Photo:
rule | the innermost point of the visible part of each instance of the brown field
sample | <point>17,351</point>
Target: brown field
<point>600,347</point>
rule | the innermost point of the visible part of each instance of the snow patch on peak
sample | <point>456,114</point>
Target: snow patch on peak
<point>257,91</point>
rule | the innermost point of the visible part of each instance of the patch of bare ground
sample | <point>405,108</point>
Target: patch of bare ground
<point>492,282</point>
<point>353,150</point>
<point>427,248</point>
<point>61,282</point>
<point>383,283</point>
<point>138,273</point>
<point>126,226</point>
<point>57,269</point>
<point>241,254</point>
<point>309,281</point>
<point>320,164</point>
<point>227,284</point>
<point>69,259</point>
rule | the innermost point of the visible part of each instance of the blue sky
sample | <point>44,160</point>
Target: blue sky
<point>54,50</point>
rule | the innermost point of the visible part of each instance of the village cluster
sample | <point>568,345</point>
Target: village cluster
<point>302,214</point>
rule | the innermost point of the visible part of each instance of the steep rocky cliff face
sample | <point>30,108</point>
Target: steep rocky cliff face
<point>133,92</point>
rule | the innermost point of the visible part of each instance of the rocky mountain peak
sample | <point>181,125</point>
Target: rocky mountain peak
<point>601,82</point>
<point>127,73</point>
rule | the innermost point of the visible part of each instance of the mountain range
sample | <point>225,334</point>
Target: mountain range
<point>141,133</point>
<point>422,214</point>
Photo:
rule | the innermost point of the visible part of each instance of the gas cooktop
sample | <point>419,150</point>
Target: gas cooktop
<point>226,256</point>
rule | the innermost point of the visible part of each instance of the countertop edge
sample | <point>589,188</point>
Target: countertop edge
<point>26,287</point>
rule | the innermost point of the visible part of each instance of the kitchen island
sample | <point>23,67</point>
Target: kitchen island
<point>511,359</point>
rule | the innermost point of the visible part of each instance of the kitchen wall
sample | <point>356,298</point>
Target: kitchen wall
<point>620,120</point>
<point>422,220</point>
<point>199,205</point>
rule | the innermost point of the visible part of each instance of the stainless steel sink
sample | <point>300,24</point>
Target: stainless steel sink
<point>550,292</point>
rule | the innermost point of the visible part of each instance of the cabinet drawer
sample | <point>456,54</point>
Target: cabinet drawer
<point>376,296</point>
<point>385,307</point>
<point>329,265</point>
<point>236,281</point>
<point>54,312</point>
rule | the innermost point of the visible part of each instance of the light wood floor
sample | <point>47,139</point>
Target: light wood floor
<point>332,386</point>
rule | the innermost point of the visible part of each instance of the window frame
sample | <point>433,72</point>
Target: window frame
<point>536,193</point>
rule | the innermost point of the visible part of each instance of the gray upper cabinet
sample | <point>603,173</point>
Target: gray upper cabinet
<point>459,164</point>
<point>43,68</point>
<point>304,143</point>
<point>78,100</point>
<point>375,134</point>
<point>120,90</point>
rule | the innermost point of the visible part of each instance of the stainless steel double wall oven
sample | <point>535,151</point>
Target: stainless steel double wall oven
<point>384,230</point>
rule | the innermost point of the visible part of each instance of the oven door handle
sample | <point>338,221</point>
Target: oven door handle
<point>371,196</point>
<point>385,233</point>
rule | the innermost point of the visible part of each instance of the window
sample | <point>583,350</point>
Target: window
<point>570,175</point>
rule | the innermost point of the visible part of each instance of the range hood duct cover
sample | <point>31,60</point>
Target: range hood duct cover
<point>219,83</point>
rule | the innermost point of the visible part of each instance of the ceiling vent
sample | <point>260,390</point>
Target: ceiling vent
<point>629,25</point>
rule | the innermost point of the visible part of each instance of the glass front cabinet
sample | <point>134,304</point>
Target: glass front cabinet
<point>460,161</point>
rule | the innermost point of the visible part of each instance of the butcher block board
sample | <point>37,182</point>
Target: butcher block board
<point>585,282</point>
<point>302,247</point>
☆ ☆ ☆
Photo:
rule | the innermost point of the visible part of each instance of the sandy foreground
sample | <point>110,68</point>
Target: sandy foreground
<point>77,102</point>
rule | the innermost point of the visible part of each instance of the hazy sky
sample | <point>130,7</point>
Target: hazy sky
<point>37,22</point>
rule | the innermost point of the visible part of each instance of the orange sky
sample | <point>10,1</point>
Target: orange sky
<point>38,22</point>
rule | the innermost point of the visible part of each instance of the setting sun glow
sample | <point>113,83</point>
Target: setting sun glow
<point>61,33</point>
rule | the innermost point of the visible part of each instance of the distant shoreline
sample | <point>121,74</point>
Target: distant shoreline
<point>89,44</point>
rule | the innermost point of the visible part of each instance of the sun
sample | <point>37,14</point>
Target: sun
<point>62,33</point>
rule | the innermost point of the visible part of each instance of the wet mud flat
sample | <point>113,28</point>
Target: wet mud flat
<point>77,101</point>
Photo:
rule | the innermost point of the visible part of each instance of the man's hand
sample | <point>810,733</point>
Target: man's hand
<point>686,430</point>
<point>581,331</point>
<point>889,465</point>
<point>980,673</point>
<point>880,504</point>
☆ ☆ ☆
AIM OF THE EXERCISE: Return, unchanged, the lines of the entries between the line holding "the cabinet drawer" and the line holding "<point>536,193</point>", inclusive.

PROBLEM SOLUTION:
rule | the innermost point of the visible part of each instance of the cabinet drawer
sample | <point>456,54</point>
Target: cabinet drawer
<point>376,296</point>
<point>385,307</point>
<point>329,265</point>
<point>236,281</point>
<point>54,312</point>
rule | the innermost point of the visible part of each instance of the light wood floor
sample | <point>47,139</point>
Target: light wood floor
<point>332,386</point>
rule | the innermost point of the visible part of each instance of the window frame
sample | <point>433,72</point>
Target: window frame
<point>536,193</point>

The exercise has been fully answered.